Exercise requirements —
Report how many lines in the records below contain the word "green". Give only the number.

Stored data entries:
★ ★ ★ ★ ★

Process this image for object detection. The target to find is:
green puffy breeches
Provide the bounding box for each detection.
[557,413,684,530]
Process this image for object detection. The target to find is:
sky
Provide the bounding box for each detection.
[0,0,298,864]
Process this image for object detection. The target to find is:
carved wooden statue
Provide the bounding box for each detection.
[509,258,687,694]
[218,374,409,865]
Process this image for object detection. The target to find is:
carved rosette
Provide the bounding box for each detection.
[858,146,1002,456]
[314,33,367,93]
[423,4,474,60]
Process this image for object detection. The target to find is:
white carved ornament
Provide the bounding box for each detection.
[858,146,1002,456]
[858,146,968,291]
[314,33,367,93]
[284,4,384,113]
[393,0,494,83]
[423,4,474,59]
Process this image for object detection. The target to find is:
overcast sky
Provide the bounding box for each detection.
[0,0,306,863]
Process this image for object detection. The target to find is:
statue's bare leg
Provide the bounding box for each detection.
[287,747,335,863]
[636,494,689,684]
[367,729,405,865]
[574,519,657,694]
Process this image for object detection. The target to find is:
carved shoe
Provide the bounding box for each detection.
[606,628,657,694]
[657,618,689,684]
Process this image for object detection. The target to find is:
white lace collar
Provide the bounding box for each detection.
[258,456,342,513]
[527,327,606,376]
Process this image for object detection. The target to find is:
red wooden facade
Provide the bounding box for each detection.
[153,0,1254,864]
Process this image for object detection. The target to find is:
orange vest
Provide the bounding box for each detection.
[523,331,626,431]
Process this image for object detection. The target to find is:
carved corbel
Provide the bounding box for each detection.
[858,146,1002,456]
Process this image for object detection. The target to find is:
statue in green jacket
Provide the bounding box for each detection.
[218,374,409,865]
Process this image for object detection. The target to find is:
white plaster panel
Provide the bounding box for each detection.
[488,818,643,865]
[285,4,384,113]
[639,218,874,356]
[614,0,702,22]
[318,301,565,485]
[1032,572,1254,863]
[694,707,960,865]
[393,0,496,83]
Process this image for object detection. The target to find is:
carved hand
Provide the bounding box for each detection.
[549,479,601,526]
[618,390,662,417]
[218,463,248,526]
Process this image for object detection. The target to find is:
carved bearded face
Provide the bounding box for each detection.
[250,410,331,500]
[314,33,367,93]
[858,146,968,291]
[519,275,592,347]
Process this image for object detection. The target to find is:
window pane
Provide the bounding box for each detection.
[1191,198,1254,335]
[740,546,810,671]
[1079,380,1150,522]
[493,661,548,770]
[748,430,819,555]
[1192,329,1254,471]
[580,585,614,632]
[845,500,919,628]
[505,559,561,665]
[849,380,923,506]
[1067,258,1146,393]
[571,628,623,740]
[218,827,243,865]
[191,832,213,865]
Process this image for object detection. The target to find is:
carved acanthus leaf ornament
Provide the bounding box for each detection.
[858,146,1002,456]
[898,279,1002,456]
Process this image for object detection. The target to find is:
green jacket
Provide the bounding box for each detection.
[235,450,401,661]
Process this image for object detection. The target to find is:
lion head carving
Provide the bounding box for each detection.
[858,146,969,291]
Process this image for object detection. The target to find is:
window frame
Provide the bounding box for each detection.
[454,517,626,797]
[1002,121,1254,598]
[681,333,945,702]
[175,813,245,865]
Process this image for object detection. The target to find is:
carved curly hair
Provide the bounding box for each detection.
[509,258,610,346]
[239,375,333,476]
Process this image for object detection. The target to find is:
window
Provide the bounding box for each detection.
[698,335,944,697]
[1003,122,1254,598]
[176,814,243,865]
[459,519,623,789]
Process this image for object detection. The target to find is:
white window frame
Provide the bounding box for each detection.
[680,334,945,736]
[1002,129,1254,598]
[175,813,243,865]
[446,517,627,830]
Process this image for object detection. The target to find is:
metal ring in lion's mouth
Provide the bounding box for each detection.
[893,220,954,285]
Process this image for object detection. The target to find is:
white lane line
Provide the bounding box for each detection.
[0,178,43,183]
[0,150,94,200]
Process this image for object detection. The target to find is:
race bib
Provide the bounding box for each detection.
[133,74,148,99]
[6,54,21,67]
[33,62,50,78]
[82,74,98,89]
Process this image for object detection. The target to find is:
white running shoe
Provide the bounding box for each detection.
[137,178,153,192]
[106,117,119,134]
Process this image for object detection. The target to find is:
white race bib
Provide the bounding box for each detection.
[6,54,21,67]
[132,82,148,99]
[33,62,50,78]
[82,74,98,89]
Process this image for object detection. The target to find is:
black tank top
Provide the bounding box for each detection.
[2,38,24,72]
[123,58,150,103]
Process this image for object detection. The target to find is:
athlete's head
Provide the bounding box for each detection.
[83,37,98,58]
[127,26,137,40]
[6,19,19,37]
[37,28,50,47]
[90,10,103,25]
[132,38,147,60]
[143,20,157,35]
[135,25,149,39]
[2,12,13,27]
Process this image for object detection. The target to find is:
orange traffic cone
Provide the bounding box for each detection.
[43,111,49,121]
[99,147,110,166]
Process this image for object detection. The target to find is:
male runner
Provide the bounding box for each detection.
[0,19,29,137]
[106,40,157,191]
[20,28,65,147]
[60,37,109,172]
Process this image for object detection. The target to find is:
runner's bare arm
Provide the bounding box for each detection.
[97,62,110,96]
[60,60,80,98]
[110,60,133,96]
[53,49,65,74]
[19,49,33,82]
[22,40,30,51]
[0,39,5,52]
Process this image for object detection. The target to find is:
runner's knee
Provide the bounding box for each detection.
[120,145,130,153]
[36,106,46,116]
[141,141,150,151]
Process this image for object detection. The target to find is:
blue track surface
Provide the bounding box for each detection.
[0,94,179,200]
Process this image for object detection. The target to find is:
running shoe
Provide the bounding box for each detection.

★ ★ ★ ★ ★

Result —
3